(Data lines)
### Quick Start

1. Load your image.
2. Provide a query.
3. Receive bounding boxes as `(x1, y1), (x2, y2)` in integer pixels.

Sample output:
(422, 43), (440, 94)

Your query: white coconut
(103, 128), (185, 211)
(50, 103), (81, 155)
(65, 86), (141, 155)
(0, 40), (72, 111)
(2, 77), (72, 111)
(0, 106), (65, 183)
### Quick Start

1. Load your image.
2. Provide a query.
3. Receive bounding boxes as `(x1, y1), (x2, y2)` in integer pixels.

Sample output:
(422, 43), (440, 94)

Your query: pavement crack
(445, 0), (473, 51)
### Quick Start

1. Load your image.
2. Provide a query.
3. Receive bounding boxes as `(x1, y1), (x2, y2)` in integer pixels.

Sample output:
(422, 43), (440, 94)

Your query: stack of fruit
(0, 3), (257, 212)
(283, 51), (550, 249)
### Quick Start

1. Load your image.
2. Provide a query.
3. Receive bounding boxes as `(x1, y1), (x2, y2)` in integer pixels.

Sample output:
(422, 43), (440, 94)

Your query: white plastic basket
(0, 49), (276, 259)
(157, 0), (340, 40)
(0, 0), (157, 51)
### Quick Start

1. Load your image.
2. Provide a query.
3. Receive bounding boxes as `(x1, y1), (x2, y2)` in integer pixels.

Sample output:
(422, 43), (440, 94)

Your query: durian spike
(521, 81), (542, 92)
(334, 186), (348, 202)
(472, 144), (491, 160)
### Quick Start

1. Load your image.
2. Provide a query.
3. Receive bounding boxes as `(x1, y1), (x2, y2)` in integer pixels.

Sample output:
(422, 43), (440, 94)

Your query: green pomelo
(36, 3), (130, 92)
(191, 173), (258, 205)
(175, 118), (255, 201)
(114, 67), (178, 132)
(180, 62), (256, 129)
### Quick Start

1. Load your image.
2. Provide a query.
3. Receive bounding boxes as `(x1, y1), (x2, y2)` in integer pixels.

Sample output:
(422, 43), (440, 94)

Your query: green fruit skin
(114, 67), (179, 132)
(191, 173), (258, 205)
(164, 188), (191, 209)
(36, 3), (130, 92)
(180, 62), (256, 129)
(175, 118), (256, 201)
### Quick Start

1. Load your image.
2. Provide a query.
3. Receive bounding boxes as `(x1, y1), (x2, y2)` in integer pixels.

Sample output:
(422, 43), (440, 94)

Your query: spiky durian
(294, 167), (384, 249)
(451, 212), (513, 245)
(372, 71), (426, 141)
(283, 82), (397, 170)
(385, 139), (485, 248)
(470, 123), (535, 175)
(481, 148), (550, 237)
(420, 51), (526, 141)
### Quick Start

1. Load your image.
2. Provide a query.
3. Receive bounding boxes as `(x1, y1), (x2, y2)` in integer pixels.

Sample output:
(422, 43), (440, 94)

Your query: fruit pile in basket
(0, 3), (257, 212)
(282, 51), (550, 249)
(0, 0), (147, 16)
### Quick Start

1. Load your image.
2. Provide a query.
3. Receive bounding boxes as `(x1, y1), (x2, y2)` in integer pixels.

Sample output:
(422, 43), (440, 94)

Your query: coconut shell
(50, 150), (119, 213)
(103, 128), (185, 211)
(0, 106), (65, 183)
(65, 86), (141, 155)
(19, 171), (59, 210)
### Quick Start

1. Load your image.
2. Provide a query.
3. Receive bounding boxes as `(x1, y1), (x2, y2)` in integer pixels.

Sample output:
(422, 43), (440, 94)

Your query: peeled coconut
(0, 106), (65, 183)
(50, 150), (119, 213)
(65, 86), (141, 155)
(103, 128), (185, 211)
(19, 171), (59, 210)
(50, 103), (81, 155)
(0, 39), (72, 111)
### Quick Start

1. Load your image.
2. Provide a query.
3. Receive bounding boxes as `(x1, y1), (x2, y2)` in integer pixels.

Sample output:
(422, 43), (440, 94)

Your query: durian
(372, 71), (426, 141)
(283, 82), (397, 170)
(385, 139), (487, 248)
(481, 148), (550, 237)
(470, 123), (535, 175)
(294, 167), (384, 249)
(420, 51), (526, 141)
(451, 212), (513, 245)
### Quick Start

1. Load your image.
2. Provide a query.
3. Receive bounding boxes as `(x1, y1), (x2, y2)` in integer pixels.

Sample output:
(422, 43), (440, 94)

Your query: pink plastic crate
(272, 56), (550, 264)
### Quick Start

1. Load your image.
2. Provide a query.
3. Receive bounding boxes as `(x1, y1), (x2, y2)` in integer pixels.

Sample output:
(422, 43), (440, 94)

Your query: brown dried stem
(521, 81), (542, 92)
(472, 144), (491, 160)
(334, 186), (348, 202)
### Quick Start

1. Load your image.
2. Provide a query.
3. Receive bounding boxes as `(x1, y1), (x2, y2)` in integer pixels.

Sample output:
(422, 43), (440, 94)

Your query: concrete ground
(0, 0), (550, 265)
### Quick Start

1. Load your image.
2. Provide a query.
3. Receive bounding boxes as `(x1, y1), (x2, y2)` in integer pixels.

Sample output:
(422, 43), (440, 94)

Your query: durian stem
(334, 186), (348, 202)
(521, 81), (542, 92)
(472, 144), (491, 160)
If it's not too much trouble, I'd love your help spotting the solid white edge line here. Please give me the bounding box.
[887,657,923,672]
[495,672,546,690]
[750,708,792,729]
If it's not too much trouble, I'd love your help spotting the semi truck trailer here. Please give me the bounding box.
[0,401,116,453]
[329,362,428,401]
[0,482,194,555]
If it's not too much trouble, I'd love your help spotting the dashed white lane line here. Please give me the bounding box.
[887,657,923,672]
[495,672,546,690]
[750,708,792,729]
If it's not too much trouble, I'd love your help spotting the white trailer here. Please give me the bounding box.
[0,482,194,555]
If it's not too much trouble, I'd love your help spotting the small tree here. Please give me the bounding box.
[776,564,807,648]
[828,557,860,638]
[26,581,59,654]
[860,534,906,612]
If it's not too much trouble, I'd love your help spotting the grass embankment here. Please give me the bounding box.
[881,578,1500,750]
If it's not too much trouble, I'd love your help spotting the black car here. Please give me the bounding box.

(What to produce) Return every item above verbatim, without altering a single character.

(Exercise solution)
### Quick Start

1. Load your image.
2. Provide a query.
3. Receive bounding boxes as `(x1, y1), (x2, y2)` in integer pixels.

Sample output:
(422, 43), (440, 94)

Your query: white coconut
(103, 128), (185, 211)
(50, 103), (81, 155)
(65, 86), (141, 155)
(0, 40), (72, 111)
(2, 77), (72, 111)
(0, 106), (65, 183)
### Quick Start

1. Load your image.
2. Provide a query.
3. Receive bounding boxes as `(x1, y1), (x2, y2)` in integer pixels.

Sample output:
(422, 43), (440, 94)

Your query: pavement crack
(445, 0), (473, 51)
### Quick Start

1. Load your image.
2. Provide a query.
3. Receive bounding boxes as `(x1, y1), (x2, y2)` in integer pixels.

Sample output:
(422, 43), (440, 94)

Your query: stack of fruit
(0, 3), (257, 212)
(283, 51), (550, 249)
### Quick Start

1. Load your image.
2. Provide a query.
3. Receive bounding boxes as `(x1, y1), (x2, y2)` in integer pixels.

Sample output:
(422, 43), (440, 94)

Your query: white plastic basket
(0, 49), (276, 259)
(157, 0), (340, 40)
(0, 0), (157, 51)
### Quick Start

1. Load your image.
2. Provide a query.
3. Receive bounding boxes as `(x1, y1), (x2, y2)` in integer pixels.

Sample output:
(422, 43), (440, 94)

Your query: durian spike
(521, 81), (542, 92)
(334, 186), (348, 202)
(472, 144), (491, 160)
### Quick Start

1. Load your image.
2. Provide a query.
3. Receive bounding boxes as `(x1, y1), (x2, y2)` in integer pixels.

Sample output:
(422, 43), (440, 94)

Your query: green pomelo
(36, 3), (130, 92)
(191, 173), (258, 205)
(175, 118), (255, 201)
(114, 67), (178, 132)
(180, 62), (256, 129)
### Quick Start

1. Load your image.
2. Provide a query.
3. Receive bounding boxes as `(x1, y1), (x2, y2)` in integer pixels.

Sample output:
(422, 43), (440, 94)

Your query: green fruit skin
(114, 67), (179, 132)
(191, 173), (258, 205)
(164, 188), (191, 209)
(36, 3), (130, 92)
(180, 62), (256, 129)
(175, 118), (256, 201)
### Quick Start

1. Load your image.
2. Provide a query.
3. Receive bounding boxes as `(x1, y1), (x2, y2)` in integer pixels.

Sample output:
(422, 43), (440, 94)

Your query: spiky durian
(294, 167), (384, 249)
(451, 212), (513, 245)
(372, 71), (426, 141)
(283, 82), (397, 170)
(385, 139), (485, 248)
(470, 123), (535, 175)
(481, 148), (550, 237)
(420, 51), (526, 141)
### Quick Start

1. Load your image.
2. Provide a query.
3. Receive bounding boxes as `(x1, y1), (x2, y2)` in integer pixels.

Sample output:
(422, 43), (440, 94)

Your query: fruit pile in basket
(0, 3), (257, 212)
(282, 51), (550, 249)
(0, 0), (147, 16)
### Quick Start

1. Load your image.
2. Provide a query.
3. Receive bounding boxes as `(x1, y1), (x2, y2)` in integer pixels.

Sample output:
(422, 43), (440, 94)

Your query: coconut shell
(50, 150), (119, 213)
(103, 128), (185, 211)
(0, 106), (65, 183)
(65, 86), (141, 155)
(19, 171), (59, 210)
### Quick Start

1. Load your image.
2. Provide a query.
3. Receive bounding boxes as `(x1, y1), (x2, y2)` in integer pixels.

Sample output:
(422, 43), (440, 94)

Your query: peeled coconut
(0, 106), (65, 183)
(50, 150), (119, 213)
(65, 86), (141, 155)
(103, 128), (185, 211)
(19, 171), (59, 210)
(50, 103), (81, 155)
(0, 39), (72, 111)
### Quick Start

1. Load your image.
2. Provide a query.
3. Receive bounding boxes as `(x1, y1), (x2, y2)` in integer pixels.

Sample output:
(422, 43), (440, 94)

Your query: durian
(372, 71), (426, 141)
(283, 82), (397, 170)
(385, 139), (487, 248)
(481, 148), (550, 237)
(470, 123), (535, 175)
(294, 167), (384, 249)
(420, 51), (526, 141)
(451, 212), (513, 245)
### Quick Start

1. Load your image.
2. Provide a query.
3. Receive bounding boxes as `(x1, y1), (x2, y2)` in integer pixels.

Sample output:
(422, 43), (440, 94)

Your query: pink plastic crate
(272, 56), (550, 264)
### Quick Start

1. Load your image.
2. Provide a query.
3. Receive bounding boxes as `(x1, y1), (x2, y2)` in integer pixels.

Sample output:
(422, 43), (440, 94)

Your query: brown dried stem
(521, 81), (542, 92)
(472, 144), (491, 160)
(334, 186), (348, 202)
### Quick Start

1. Load your image.
2. Provide a query.
3. Receive bounding boxes as `(x1, y1), (x2, y2)` in integer pixels.

Sample output:
(422, 43), (440, 94)

Your query: concrete ground
(0, 0), (550, 265)
### Quick Start

1. Load your image.
2. Provide a query.
3. Receive bounding boxes as `(x1, y1), (x2, y2)` in integer pixels.

Sample output:
(422, 43), (440, 94)

Your query: durian stem
(334, 186), (348, 202)
(521, 81), (542, 92)
(472, 144), (491, 160)
If it's not too much trouble, I'd love your help spotting the solid white edge line here. Please give me the bounding box.
[887,657,923,672]
[495,672,546,690]
[750,708,792,729]
If it's not too much trouble, I'd love your help spotting the semi truck trailer here. Please give me the bounding box.
[0,401,116,453]
[329,362,428,401]
[0,482,194,555]
If it's not too much trouble, I'd love your help spotting the dashed white lane line here. Please give me the bounding box.
[887,657,923,672]
[495,672,546,690]
[750,708,792,729]
If it's not too much trouble, I'd love your help spotting the white trailer here. Please give me the bounding box.
[0,482,194,555]
If it's not too much trouble, I'd love your help spotting the small tree here. Please give me the bounding box.
[776,564,807,648]
[828,557,860,638]
[26,581,59,654]
[860,534,906,612]
If it's not too much trouble, I'd love your help spotting the grass embankment here. Please give me the bounding box.
[881,578,1500,750]
If it's not too much trouble, I'd love your help spotting the black car here. Please give me the bounding box.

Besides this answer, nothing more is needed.